+++ Source data +++
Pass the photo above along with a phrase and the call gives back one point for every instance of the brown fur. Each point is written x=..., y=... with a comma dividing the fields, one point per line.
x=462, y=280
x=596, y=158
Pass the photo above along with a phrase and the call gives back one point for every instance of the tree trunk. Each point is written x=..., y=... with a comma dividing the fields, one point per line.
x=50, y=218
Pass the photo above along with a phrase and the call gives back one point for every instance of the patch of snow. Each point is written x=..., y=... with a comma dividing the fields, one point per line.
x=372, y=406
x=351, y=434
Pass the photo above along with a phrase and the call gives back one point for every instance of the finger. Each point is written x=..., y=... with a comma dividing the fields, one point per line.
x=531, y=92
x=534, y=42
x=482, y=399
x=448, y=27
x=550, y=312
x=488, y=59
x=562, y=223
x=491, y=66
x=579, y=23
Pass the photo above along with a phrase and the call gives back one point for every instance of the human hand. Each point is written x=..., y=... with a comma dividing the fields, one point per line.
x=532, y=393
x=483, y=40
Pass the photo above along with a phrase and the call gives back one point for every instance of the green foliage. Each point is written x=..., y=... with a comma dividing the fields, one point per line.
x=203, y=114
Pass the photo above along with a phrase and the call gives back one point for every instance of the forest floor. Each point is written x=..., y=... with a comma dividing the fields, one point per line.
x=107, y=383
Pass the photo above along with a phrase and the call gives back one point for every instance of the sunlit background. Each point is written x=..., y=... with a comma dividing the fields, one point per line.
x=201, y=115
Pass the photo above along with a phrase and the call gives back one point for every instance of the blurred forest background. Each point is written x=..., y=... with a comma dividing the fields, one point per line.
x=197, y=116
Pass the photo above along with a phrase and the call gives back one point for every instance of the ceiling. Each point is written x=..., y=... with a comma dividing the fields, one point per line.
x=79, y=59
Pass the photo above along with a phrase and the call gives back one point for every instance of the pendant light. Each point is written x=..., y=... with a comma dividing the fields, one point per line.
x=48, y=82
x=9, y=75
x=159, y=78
+++
• [Exercise directions]: Starting at the line that contains "of the ceiling." and ending at the final line of the listing, write those lines out again, requests included. Shift every x and y coordinate in the answers up by 42.

• [Worked answer]:
Pass the photo above along with a phrase and the call gives back one point for every instance of the ceiling. Each point is written x=..., y=... with a comma dividing the fields, one point per line.
x=121, y=101
Pass the photo above along with a phrase and the call gives back one point for every instance of the pendant light. Each point is written x=..., y=... with a comma dividing the fields, one point per line.
x=90, y=124
x=51, y=117
x=201, y=120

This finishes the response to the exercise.